§ **To be done**
In the essay below, reproduce word for word the part that opens with the words containing "Seeing What We" and closes with "brick or a rock.".

§ **Provided passage**
Seeing What We Haven't Seen Before
I have a memory of an event that seems so bizarre, I sometimes wonder whether I've gotten it wrong. It happened while I was in England on a study-abroad program in my late teens. I walked past a workman who was standing chest deep in a hole in the street. From that hole, he pulled a human skull, and placed it on the pavement beside him. He performed the task as casually as if it were a brick or a rock.
How did I account for what I'd just witnessed? "I guess that's to be expected on an island that's been densely populated since ancient times," I thought. Start digging around under modern infrastructure and you're liable to find human remains.
Of course, I was naive to believe that I came from a place where "civilization" was a relatively recent affair. And to think that Americans wouldn't be just as likely to pave over the forgotten dead.
I'm recalling that incident because this week I stumbled onto another trove of stories—stories swept from memory or lost within the gaping holes in our education. Many have been working to bring these stories back to the surface. We need to hear them, to understand our past and how it informs our present. There is so much to know, and so much to distract us from the hard task of learning, and of taking that learning to heart.
My recent research has felt as surprising and disorienting as seeing the skull lifted from the street all those years ago. I don't yet have a strong grasp on it all, and it's challenging to shape my impressions into a coherent narrative. But I do know that I'm thrown back to words I quoted last week from Choctaw artist, Waylon Gary White Deer: "Ireland has given me a way to see things I hadn't seen before."
A few days ago, a college roommate shared a social media post about the Grey Nuns of Montreal. The account looked AI-generated and cited no sources, but caught my attention because it resonated with the throughlines I'd already been tracing. It described the 1847 arrival of Irish famine immigrants to the city, and the people who were willing to put their own lives at risk in the hastily-built "fever sheds," to nurse those suffering from typhus.

(Stored rows)
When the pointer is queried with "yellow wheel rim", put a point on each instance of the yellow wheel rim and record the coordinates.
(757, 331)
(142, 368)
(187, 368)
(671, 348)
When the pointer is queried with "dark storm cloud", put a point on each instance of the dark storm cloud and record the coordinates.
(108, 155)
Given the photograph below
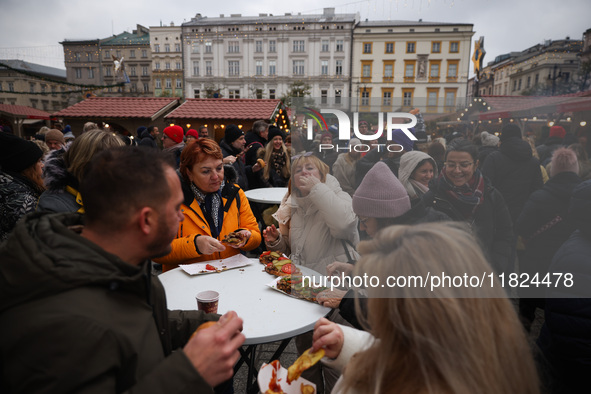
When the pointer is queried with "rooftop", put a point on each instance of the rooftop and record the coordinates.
(225, 109)
(119, 107)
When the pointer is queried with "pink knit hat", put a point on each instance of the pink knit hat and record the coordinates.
(564, 160)
(380, 194)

§ **Worked answer**
Seeing What We Haven't Seen Before
I have a memory of an event that seems so bizarre, I sometimes wonder whether I've gotten it wrong. It happened while I was in England on a study-abroad program in my late teens. I walked past a workman who was standing chest deep in a hole in the street. From that hole, he pulled a human skull, and placed it on the pavement beside him. He performed the task as casually as if it were a brick or a rock.